__Requisitos da tarefa__:
A - Redigite o trecho do texto sobre pessoas com deficiência em guerras que começa em "Pessoas com deficiência, guerras" e segue até "do nosso controle?".
B - De acordo com o texto sobre pessoas com deficiência em guerras, que porcentagem das pessoas que sofrem um acidente de trânsito fica com sequelas permanentes?
*** Texto do exercício ***
Pessoas com deficiência, guerras e conflitos armados
Pessoas com deficiência já passam por situações corriqueiras que demandam uma boa dose de planejamento no dia-a-dia, como criar uma rota e recorrer ao transporte público para ir ao trabalho
Tudo muda quando nos encontramos em uma situação não planejada, uma emergência. O que fazer quando somos tirados da “zona de conforto” e as limitações se apresentam maiores que em um dia comum, fora do nosso controle?
Quando dito assim, é possível que venha à mente o cenário de um acidente de trânsito ou de trabalho – mais próximos à nossa realidade brasileira, em que, 14,9% das pessoas que sofrem um acidente de trânsito e 2,7% das pessoas que sofrem um acidente de trabalho ficam com sequelas permanentes, segundo a Pesquisa Nacional da Saúde (PNS) 2019 do IBGE -, mas e no caso de uma guerra, um conflito armado ou uma invasão?
Nesse post, a Freedom resgata dados e relatos sobre situações de guerra e conflito armado na perspectiva de pessoas com deficiência. Dessa forma, nele, você ainda vai encontrar um histórico sobre o tema no mundo e um panorama específico sobre o Brasil.
Vamos lá?
Conflitos armados e guerras
Conforme o relatório do Secretário-Geral da ONU, Ban Ki-moon, para a Cúpula Humanitária Mundial, de fevereiro de 2016, “One humanity: shared responsability”, guerras e conflitos armados estão cada vez mais presentes, duradouros e internacionalizados.
*** Informações ***
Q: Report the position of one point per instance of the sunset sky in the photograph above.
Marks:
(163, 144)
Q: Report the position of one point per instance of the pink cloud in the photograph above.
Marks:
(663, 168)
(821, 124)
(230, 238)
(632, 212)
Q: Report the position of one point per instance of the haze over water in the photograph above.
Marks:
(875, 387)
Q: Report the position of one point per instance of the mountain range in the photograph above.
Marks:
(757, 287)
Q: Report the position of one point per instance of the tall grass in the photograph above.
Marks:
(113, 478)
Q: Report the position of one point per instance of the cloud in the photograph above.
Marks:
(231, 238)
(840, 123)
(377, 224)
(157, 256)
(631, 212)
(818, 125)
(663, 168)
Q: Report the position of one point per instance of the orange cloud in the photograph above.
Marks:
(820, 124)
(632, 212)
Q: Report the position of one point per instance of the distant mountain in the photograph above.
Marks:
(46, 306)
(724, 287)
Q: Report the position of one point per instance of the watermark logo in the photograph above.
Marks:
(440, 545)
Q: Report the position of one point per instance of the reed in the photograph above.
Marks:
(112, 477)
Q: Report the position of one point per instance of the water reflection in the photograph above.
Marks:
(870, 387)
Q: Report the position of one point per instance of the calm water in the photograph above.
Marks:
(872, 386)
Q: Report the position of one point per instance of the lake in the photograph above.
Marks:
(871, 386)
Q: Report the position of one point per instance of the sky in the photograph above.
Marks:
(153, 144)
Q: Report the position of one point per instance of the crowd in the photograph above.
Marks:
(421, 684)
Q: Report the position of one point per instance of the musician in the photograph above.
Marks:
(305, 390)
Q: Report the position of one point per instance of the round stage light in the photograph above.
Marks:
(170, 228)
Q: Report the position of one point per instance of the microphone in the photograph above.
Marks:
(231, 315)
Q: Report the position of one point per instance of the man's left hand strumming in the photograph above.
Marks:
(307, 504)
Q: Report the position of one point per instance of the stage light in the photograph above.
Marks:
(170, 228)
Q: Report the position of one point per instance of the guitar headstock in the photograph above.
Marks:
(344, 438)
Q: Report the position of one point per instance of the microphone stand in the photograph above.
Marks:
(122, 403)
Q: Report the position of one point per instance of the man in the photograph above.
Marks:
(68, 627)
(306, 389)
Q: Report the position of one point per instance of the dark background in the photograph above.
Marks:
***
__Resultados do exercício__:
A -
Pessoas com deficiência, guerras e conflitos armados
Pessoas com deficiência já passam por situações corriqueiras que demandam uma boa dose de planejamento no dia-a-dia, como criar uma rota e recorrer ao transporte público para ir ao trabalho
Tudo muda quando nos encontramos em uma situação não planejada, uma emergência. O que fazer quando somos tirados da “zona de conforto” e as limitações se apresentam maiores que em um dia comum, fora do nosso controle?

B - 14,9%, segundo a Pesquisa Nacional da Saúde (PNS) 2019 do IBGE.